In the copy, include every entry exactly but none of the images.

================

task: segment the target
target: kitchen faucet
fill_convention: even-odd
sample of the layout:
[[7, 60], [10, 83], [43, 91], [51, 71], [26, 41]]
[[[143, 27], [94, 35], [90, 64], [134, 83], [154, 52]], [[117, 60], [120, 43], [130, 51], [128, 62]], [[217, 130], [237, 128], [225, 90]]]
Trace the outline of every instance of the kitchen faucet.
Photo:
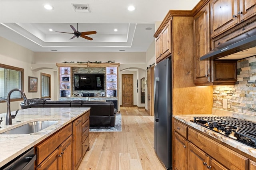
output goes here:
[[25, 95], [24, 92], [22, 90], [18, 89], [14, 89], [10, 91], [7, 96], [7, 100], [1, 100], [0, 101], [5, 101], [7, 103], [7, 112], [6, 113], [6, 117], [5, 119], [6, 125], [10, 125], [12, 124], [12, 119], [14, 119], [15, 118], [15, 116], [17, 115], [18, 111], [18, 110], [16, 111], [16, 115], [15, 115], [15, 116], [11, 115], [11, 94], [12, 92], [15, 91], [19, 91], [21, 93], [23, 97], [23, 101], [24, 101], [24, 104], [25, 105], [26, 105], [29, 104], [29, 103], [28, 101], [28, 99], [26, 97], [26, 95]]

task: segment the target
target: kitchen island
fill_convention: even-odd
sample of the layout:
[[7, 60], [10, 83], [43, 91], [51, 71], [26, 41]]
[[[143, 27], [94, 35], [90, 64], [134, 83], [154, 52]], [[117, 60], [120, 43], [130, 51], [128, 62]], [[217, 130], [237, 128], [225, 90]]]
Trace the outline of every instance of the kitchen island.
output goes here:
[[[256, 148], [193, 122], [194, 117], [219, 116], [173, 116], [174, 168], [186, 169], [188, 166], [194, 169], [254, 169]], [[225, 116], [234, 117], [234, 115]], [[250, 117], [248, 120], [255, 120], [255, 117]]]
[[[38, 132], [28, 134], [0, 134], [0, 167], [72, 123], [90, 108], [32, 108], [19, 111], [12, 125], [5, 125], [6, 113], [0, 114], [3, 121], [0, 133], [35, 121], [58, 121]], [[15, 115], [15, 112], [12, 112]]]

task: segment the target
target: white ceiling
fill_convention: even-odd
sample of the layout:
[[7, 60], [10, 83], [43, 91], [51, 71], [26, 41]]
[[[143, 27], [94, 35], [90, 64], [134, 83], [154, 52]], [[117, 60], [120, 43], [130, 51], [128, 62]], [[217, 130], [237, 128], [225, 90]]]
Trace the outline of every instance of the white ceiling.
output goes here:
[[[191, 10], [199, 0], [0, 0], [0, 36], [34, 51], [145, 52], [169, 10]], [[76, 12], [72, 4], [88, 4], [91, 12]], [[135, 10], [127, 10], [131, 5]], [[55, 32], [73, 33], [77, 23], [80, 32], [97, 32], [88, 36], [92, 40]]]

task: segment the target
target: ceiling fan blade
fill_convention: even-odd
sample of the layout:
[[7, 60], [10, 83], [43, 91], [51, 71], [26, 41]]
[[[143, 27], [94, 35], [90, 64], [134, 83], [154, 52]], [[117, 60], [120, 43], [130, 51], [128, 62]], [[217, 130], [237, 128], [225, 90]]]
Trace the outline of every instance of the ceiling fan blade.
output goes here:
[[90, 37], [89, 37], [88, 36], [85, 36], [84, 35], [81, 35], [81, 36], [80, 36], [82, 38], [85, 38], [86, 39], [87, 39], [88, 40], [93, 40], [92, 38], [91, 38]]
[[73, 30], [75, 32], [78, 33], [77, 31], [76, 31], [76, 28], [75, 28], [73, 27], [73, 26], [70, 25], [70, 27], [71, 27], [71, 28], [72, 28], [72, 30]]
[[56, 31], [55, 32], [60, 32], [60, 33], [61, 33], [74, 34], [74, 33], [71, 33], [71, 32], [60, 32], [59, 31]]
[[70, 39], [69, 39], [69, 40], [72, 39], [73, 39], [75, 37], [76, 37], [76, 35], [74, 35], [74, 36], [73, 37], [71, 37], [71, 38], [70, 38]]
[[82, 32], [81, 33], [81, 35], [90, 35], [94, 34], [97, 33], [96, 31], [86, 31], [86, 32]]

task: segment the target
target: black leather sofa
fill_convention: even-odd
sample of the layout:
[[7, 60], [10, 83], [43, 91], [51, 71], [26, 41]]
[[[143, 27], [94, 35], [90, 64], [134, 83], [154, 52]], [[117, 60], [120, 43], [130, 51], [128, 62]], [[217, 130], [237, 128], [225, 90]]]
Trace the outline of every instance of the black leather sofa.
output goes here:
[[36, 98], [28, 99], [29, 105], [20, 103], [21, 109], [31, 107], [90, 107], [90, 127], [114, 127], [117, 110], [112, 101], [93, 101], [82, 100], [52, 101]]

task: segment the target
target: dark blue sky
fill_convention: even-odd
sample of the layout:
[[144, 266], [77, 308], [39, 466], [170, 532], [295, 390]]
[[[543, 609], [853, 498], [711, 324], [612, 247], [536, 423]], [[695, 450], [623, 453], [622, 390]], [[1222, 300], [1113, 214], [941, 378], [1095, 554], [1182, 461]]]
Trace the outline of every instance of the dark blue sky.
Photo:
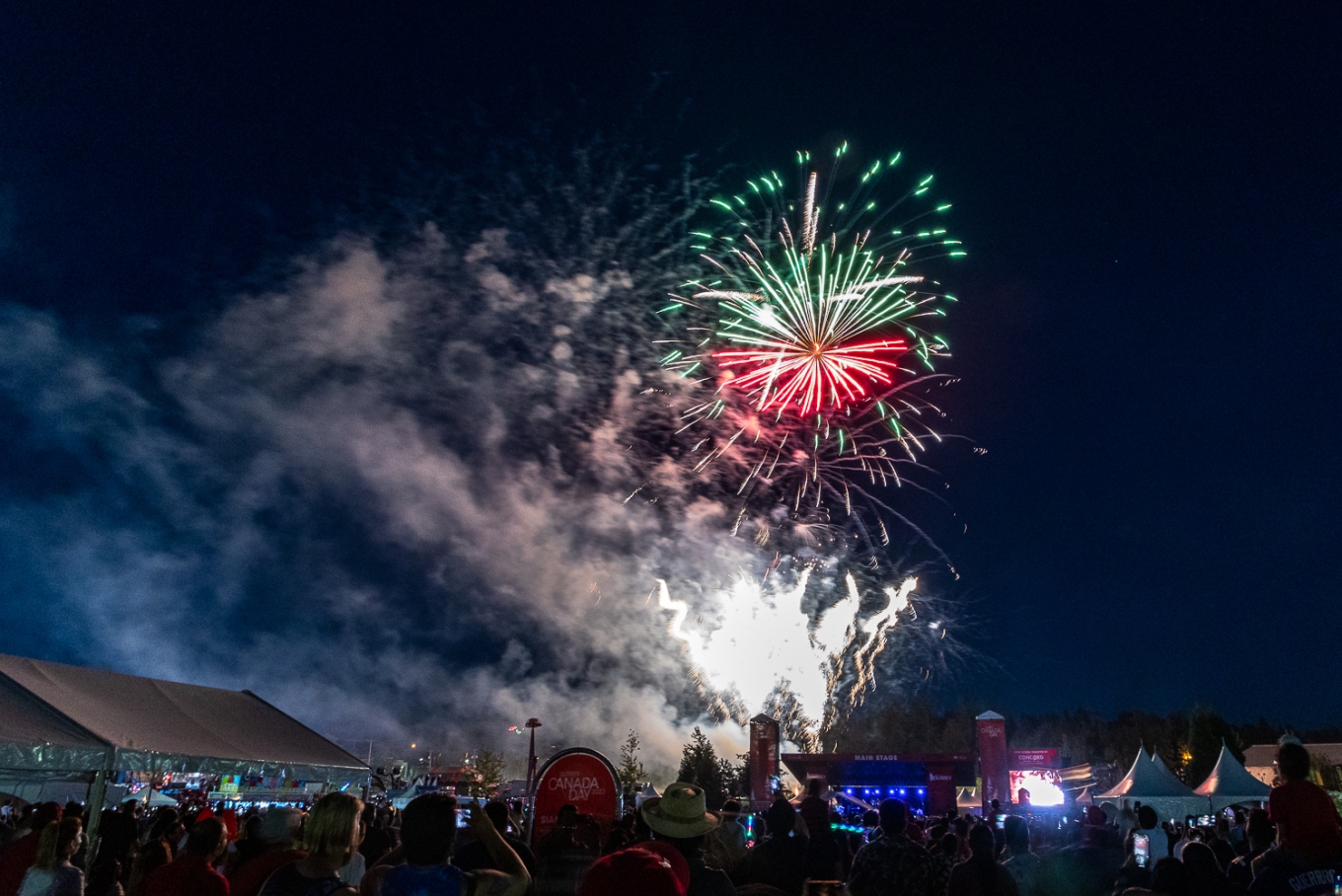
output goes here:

================

◆ **WORKED SOLUTION**:
task: segment the target
target: kitchen faucet
fill_convention: even-odd
sample of the layout:
[[7, 60], [10, 83], [43, 91], [51, 71], [26, 41]]
[[[143, 27], [94, 35], [90, 64], [134, 83], [154, 52]], [[117, 60], [120, 43], [130, 51], [128, 62]], [[217, 130], [237, 128], [225, 90]]]
Trace the outline of every instance of the kitchen faucet.
Photo:
output goes here:
[[25, 95], [24, 92], [22, 90], [18, 89], [14, 89], [10, 91], [7, 96], [7, 100], [1, 100], [0, 101], [5, 101], [7, 103], [7, 112], [6, 113], [6, 117], [5, 119], [6, 125], [10, 125], [12, 124], [12, 119], [14, 119], [15, 118], [15, 116], [17, 115], [18, 111], [18, 110], [16, 111], [16, 115], [15, 115], [15, 116], [11, 115], [11, 94], [12, 92], [15, 91], [19, 91], [21, 93], [23, 97], [23, 101], [24, 101], [24, 104], [25, 105], [26, 105], [29, 104], [29, 103], [28, 101], [28, 99], [26, 97], [26, 95]]

task: segment the target
target: kitchen island
fill_convention: even-odd
sample of the layout:
[[7, 60], [10, 83], [43, 91], [51, 71], [26, 41]]
[[[143, 27], [94, 35], [90, 64], [134, 83], [154, 52]], [[117, 60], [120, 43], [130, 51], [128, 62]], [[217, 130], [237, 128], [225, 90]]]
Trace the outline of every instance of the kitchen island.
output goes here:
[[[256, 148], [193, 122], [194, 117], [219, 116], [173, 116], [174, 168], [186, 169], [188, 166], [194, 169], [254, 169]], [[225, 116], [234, 117], [234, 115]], [[250, 117], [248, 120], [255, 120], [255, 117]]]
[[[38, 132], [28, 134], [0, 134], [0, 167], [72, 123], [90, 108], [32, 108], [19, 111], [12, 125], [5, 125], [6, 113], [0, 114], [3, 121], [0, 133], [35, 121], [58, 121]], [[15, 115], [15, 112], [12, 112]]]

task: segment the target
target: white ceiling
fill_convention: even-odd
sample of the layout:
[[7, 60], [10, 83], [43, 91], [51, 71], [26, 41]]
[[[143, 27], [94, 35], [90, 64], [134, 83], [154, 52]], [[117, 60], [120, 43], [130, 51], [128, 62]], [[217, 130], [237, 128], [225, 90]]]
Trace the outline of every instance of the white ceiling.
output goes here:
[[[191, 10], [199, 0], [0, 0], [0, 36], [34, 51], [145, 52], [169, 10]], [[76, 12], [72, 4], [88, 4], [91, 12]], [[135, 10], [127, 10], [131, 5]], [[55, 32], [73, 33], [77, 23], [80, 32], [97, 32], [88, 36], [92, 40]]]

task: segment the target
target: ceiling fan blade
fill_convention: even-odd
sample of the layout:
[[7, 60], [10, 83], [43, 91], [51, 71], [26, 41]]
[[[143, 27], [94, 35], [90, 64], [134, 83], [154, 52]], [[117, 60], [120, 43], [130, 51], [128, 62]], [[217, 130], [237, 128], [225, 90]]]
Trace the outline of every instance of the ceiling fan blade.
output goes here:
[[90, 37], [89, 37], [88, 36], [85, 36], [84, 35], [81, 35], [81, 36], [80, 36], [82, 38], [85, 38], [86, 39], [87, 39], [88, 40], [93, 40], [92, 38], [91, 38]]
[[73, 30], [75, 32], [78, 33], [77, 31], [76, 31], [76, 28], [75, 28], [73, 27], [73, 26], [70, 25], [70, 27], [71, 27], [71, 28], [72, 28], [72, 30]]
[[56, 31], [55, 32], [60, 32], [60, 33], [61, 33], [74, 34], [74, 33], [71, 33], [71, 32], [60, 32], [59, 31]]
[[70, 39], [69, 39], [69, 40], [72, 39], [73, 39], [75, 37], [76, 37], [76, 35], [74, 35], [74, 36], [73, 37], [71, 37], [71, 38], [70, 38]]
[[82, 32], [81, 33], [81, 35], [90, 35], [94, 34], [97, 33], [96, 31], [86, 31], [86, 32]]

task: segment the target
target: black leather sofa
fill_convention: even-odd
sample of the layout:
[[7, 60], [10, 83], [43, 91], [51, 71], [26, 41]]
[[[143, 27], [94, 35], [90, 64], [134, 83], [154, 52]], [[117, 60], [120, 43], [130, 51], [128, 62]], [[217, 130], [237, 128], [225, 90]]]
Trace the outline of every instance of the black leather sofa.
output goes here:
[[36, 98], [28, 99], [29, 105], [20, 103], [21, 109], [31, 107], [90, 107], [90, 127], [114, 127], [117, 110], [112, 101], [93, 101], [82, 100], [52, 101]]

task: segment the target
target: dark blue sky
fill_convention: even-odd
sample of the layout:
[[144, 266], [77, 308], [39, 466], [170, 532], [295, 390]]
[[[543, 609], [853, 498], [711, 324], [612, 247], [536, 423]], [[695, 450], [623, 453], [622, 390]], [[1222, 300], [1113, 214], [941, 378], [1095, 554], [1182, 461]]]
Trace the outline of every instance of the dark blue sky.
Photo:
output goes here:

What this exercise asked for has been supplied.